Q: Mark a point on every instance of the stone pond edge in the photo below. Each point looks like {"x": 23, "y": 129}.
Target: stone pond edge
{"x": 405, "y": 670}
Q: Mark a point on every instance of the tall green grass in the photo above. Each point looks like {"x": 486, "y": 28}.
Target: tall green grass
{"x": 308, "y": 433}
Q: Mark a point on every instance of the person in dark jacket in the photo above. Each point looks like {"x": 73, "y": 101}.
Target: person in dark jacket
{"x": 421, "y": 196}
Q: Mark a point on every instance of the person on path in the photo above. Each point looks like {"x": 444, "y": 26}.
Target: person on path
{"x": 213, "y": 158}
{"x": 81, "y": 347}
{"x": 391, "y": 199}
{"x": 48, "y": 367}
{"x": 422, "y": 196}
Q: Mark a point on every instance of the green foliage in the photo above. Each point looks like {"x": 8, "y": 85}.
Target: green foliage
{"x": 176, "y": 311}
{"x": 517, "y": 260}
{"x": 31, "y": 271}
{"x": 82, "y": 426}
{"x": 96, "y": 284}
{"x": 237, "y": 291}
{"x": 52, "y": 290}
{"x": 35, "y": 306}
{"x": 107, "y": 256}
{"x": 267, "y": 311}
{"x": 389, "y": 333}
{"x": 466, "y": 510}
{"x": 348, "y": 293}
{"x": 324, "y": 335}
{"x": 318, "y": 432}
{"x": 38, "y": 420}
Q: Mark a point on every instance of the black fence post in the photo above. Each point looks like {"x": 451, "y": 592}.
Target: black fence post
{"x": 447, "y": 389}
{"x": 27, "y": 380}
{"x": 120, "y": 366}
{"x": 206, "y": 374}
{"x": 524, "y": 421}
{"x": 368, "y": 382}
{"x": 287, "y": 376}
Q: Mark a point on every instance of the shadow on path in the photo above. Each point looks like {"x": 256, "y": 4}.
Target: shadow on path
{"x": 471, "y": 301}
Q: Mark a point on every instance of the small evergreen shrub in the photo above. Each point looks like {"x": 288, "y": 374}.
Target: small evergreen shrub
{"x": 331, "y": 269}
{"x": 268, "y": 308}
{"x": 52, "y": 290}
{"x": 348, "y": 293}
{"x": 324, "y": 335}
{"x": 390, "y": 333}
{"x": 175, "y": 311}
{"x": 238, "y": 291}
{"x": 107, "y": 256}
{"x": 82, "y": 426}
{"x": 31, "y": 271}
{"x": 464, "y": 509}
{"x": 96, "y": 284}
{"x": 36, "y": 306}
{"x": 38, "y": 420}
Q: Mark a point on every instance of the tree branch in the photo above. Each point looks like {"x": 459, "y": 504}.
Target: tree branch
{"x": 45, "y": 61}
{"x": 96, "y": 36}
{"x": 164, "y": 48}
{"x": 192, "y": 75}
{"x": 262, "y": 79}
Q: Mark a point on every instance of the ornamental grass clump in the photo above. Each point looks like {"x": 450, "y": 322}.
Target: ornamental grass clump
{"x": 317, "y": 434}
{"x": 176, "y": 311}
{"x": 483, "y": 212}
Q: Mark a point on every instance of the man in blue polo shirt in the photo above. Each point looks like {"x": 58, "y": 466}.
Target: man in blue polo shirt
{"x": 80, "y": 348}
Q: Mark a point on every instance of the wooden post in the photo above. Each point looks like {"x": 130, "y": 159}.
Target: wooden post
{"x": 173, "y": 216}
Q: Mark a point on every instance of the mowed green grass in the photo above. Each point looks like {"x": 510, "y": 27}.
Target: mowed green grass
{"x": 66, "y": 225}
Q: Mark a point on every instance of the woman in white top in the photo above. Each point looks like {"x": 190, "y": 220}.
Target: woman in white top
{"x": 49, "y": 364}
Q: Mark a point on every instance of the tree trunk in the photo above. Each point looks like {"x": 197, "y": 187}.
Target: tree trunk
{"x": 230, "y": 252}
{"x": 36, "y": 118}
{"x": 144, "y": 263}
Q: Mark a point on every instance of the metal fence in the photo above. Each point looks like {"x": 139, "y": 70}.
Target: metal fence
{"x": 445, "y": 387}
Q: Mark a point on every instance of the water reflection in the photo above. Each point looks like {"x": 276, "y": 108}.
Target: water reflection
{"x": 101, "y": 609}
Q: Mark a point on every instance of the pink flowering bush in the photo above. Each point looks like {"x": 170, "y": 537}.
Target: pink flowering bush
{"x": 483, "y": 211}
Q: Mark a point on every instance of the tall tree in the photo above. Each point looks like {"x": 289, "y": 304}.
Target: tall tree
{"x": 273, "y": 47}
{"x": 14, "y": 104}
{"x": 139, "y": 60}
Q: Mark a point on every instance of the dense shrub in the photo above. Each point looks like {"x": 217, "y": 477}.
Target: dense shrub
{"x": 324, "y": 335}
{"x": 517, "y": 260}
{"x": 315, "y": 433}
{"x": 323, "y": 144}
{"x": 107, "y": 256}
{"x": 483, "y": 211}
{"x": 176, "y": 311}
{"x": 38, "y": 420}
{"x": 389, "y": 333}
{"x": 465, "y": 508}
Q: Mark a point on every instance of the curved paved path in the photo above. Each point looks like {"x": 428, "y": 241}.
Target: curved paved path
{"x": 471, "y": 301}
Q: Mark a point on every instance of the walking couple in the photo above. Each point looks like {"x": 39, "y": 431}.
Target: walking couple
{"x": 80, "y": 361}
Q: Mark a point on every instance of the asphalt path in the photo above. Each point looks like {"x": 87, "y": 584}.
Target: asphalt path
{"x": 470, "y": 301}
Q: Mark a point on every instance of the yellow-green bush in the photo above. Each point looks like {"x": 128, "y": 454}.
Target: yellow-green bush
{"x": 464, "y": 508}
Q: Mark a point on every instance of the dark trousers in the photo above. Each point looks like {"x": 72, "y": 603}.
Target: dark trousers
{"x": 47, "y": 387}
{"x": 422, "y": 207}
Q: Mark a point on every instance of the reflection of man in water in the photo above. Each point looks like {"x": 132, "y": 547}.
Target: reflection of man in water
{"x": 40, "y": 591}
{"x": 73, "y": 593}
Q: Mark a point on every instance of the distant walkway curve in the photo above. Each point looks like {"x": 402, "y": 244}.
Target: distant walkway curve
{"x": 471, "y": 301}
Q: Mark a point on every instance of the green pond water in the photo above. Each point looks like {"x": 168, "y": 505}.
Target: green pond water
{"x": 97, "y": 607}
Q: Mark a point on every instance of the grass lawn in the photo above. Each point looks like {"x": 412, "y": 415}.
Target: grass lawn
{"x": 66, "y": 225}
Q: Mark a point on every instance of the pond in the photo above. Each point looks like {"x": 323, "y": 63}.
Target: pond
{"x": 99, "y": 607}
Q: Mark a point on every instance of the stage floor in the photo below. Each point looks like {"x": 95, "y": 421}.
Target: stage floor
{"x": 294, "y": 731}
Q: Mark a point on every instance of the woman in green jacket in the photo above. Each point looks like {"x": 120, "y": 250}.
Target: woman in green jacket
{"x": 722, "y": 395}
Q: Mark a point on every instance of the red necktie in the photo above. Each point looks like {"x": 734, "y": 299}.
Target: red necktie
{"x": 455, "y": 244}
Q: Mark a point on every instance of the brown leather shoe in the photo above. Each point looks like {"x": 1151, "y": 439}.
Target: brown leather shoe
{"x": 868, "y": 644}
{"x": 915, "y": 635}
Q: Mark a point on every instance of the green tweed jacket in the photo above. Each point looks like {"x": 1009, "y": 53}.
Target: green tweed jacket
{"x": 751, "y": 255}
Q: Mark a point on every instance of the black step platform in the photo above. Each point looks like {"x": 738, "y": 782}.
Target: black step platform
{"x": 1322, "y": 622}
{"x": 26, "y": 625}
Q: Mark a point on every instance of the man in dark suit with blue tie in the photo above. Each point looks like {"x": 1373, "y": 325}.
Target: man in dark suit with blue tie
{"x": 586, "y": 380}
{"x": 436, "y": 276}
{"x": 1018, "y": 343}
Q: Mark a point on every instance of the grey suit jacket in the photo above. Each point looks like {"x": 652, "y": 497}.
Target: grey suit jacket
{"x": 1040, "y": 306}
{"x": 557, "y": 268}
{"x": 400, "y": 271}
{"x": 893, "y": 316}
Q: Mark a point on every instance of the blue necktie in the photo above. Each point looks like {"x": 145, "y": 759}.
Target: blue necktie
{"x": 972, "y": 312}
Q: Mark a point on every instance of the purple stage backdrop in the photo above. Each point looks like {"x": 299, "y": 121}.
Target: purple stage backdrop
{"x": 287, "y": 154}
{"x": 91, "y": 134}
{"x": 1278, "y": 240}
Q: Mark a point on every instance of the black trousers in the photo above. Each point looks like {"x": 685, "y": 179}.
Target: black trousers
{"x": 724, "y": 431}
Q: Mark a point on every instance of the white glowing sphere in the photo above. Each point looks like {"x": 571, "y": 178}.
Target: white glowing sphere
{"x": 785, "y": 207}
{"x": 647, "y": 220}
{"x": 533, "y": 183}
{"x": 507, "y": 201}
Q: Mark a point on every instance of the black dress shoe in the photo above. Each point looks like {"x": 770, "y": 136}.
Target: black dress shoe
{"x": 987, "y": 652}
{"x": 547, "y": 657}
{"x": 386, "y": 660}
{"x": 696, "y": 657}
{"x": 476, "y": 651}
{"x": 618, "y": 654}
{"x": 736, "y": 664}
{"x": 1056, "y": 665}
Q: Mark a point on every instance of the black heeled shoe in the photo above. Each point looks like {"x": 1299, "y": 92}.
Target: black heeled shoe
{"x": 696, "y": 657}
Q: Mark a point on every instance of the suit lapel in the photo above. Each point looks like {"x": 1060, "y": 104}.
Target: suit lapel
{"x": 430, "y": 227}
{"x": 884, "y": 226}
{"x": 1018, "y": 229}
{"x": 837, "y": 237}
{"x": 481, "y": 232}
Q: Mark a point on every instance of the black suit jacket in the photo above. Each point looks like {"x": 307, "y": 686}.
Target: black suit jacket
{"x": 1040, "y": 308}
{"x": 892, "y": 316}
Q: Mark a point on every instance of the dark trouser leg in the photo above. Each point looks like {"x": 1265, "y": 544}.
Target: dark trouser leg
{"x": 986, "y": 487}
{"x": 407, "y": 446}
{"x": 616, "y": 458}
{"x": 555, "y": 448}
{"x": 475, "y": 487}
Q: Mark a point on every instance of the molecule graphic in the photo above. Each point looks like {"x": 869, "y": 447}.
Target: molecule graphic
:::::
Starting at the line that contains "Q: Mark a point on every instance of the black heeled", copy each line exactly through the end of the listing above. Include that first line and the last one, and add nothing.

▸ **FULL OUTPUT**
Q: Mark a point on every instance of the black heeled shoe in the photo above. Each point looks like {"x": 1299, "y": 92}.
Target: black heeled shoe
{"x": 696, "y": 657}
Q: Mark a point on every instance of the suit lapel in the photo above. Each point looks like {"x": 1060, "y": 104}.
Target: suit lapel
{"x": 430, "y": 227}
{"x": 884, "y": 226}
{"x": 1018, "y": 229}
{"x": 837, "y": 237}
{"x": 481, "y": 232}
Q: Mark a point on every instance of the black suit jacket in the photo above. Each point looks like {"x": 307, "y": 686}.
Target: black suit jacket
{"x": 1040, "y": 308}
{"x": 892, "y": 316}
Q: Mark a point on every instance of the dark trouser leg in the photo above. Each point looks like {"x": 1265, "y": 544}.
Target: dark trouser leg
{"x": 986, "y": 487}
{"x": 407, "y": 446}
{"x": 616, "y": 458}
{"x": 555, "y": 448}
{"x": 475, "y": 487}
Q: Mark a point on every instance of the molecule graphic in the photo above. Each point looks like {"x": 869, "y": 447}.
Target: molecule graphic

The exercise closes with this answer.